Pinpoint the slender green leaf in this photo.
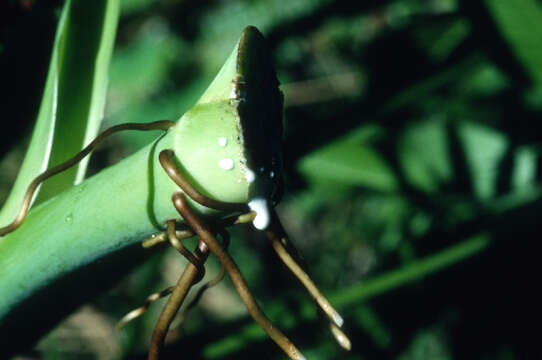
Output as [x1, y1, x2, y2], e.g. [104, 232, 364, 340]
[0, 0, 119, 225]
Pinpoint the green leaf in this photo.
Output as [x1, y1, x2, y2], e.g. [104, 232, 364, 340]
[398, 119, 452, 192]
[485, 0, 542, 86]
[0, 0, 119, 225]
[458, 122, 509, 199]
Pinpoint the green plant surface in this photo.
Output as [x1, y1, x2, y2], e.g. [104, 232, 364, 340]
[0, 0, 119, 226]
[0, 0, 542, 360]
[0, 28, 280, 358]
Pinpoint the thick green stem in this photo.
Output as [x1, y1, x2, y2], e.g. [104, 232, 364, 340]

▶ _The exercise_:
Reproduce the entire listing above verbatim, omitting the pictures.

▶ _Complete output_:
Pinpoint the slender green leaf in this photo.
Output as [x1, y1, x2, y2], e.g. [104, 232, 364, 340]
[0, 0, 119, 225]
Pinpoint the green leaf in this photo.
Output as [x1, y1, x2, y2], e.g. [104, 232, 364, 340]
[398, 119, 452, 192]
[485, 0, 542, 86]
[0, 0, 119, 225]
[458, 122, 509, 199]
Pinpoint the green plant surface in this photo.
Output as [x1, y1, x2, y2], e.g. [104, 232, 364, 340]
[0, 0, 119, 226]
[0, 0, 542, 360]
[0, 28, 280, 358]
Pinpoint the thick green stem in this photo.
Output as [x1, y1, x2, y2], e.g. [104, 232, 364, 340]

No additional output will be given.